Extracted material.

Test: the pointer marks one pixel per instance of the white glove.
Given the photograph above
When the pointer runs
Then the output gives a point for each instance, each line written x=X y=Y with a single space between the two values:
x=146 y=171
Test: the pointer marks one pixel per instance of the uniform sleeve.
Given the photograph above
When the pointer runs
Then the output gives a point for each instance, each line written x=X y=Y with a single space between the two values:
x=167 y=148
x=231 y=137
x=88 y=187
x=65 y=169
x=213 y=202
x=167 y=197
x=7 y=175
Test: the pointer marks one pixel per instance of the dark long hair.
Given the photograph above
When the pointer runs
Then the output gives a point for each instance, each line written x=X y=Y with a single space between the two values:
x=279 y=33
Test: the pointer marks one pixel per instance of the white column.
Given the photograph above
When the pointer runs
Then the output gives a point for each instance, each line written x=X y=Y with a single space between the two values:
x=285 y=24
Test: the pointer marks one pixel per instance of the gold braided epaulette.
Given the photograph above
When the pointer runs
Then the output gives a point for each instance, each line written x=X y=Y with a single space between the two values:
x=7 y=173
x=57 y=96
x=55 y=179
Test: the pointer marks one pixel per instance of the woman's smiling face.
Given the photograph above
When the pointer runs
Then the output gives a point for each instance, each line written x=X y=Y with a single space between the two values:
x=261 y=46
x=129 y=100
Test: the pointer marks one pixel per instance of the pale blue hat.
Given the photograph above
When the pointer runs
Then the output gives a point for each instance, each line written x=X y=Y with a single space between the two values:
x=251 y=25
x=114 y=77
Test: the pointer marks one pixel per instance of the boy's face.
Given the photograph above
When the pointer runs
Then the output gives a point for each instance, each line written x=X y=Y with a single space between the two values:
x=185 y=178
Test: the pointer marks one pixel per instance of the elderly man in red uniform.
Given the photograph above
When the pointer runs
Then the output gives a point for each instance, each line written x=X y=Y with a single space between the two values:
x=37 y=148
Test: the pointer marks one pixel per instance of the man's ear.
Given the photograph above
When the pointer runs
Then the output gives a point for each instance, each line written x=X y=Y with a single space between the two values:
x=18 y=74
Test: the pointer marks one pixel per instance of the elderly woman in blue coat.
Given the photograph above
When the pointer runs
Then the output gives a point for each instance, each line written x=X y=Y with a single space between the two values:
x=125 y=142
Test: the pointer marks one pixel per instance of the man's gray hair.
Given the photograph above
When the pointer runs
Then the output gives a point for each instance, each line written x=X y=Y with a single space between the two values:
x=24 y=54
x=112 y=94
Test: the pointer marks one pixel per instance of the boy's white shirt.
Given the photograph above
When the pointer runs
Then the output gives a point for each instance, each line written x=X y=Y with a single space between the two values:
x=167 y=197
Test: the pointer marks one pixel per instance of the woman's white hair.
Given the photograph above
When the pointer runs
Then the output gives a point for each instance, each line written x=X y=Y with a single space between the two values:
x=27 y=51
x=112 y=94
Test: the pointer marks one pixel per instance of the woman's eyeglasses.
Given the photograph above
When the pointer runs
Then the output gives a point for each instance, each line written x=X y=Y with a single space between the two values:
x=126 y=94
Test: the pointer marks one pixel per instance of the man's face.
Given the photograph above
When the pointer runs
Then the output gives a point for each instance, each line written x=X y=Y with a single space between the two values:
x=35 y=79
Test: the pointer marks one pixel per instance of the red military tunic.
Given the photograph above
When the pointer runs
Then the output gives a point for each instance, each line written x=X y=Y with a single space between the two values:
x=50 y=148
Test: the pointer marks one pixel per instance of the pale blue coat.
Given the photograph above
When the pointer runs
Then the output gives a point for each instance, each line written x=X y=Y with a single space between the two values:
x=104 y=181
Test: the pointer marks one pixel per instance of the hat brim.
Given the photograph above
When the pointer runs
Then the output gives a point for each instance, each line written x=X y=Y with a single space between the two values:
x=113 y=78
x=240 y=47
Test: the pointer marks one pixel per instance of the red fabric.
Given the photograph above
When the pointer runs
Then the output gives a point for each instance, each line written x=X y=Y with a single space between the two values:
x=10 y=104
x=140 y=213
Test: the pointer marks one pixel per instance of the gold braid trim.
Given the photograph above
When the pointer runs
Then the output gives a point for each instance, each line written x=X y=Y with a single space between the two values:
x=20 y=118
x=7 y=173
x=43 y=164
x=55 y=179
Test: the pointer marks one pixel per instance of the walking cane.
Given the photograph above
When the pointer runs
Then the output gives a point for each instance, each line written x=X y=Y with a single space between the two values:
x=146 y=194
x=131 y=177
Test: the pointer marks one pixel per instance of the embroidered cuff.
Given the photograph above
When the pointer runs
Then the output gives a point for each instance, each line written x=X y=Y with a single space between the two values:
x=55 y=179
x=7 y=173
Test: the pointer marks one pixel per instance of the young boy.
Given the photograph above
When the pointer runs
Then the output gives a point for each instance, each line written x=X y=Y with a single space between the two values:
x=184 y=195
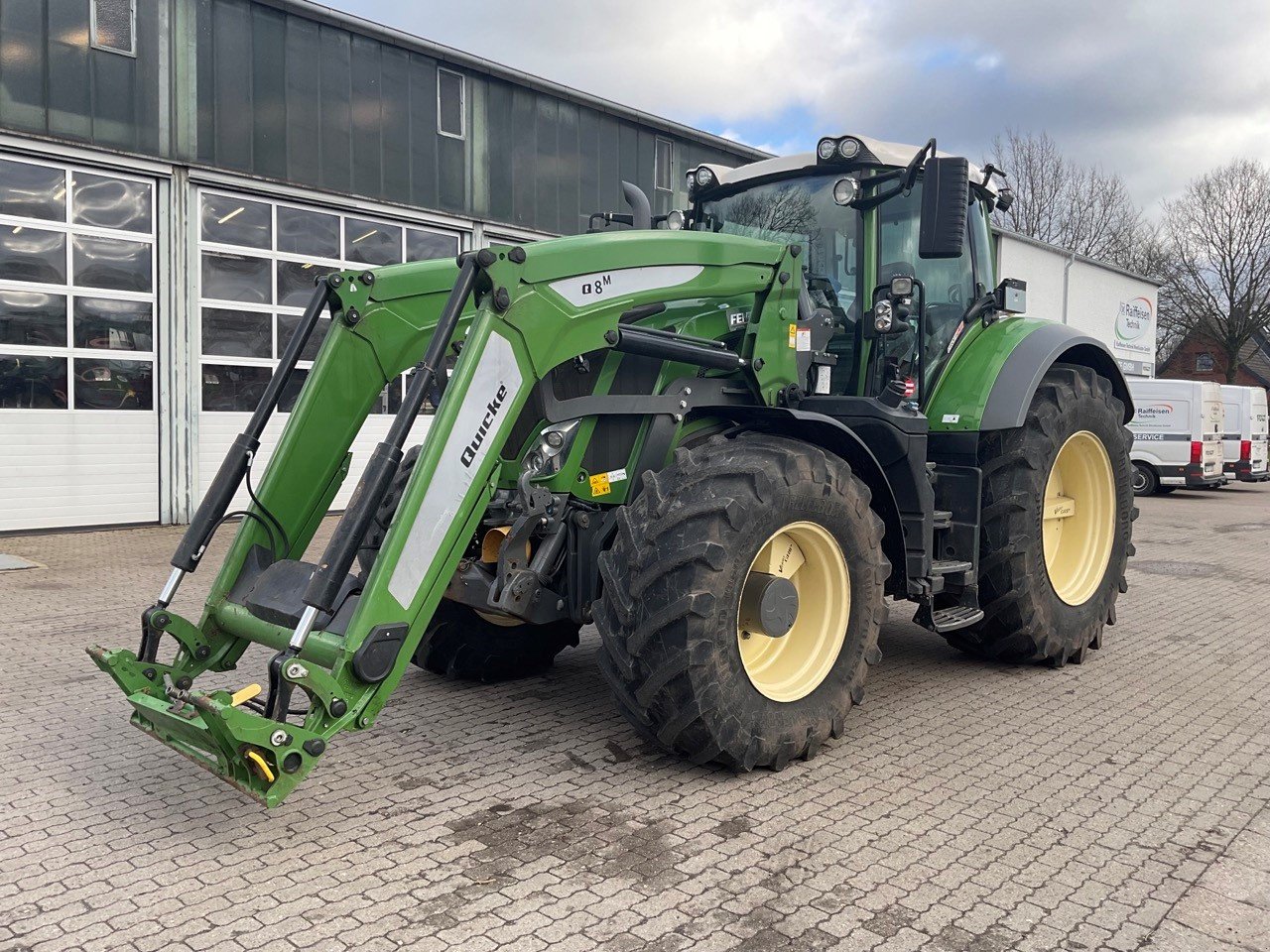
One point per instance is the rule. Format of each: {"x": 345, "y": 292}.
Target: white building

Your assignment.
Your answer should be every line above that contains the word "hair".

Result of the exercise.
Test: the pointer marks one pixel per instance of the dark long hair.
Test: the pointer marks one pixel per instance of the man's gray hair.
Test: the pointer marks one pixel per instance of the woman's white hair.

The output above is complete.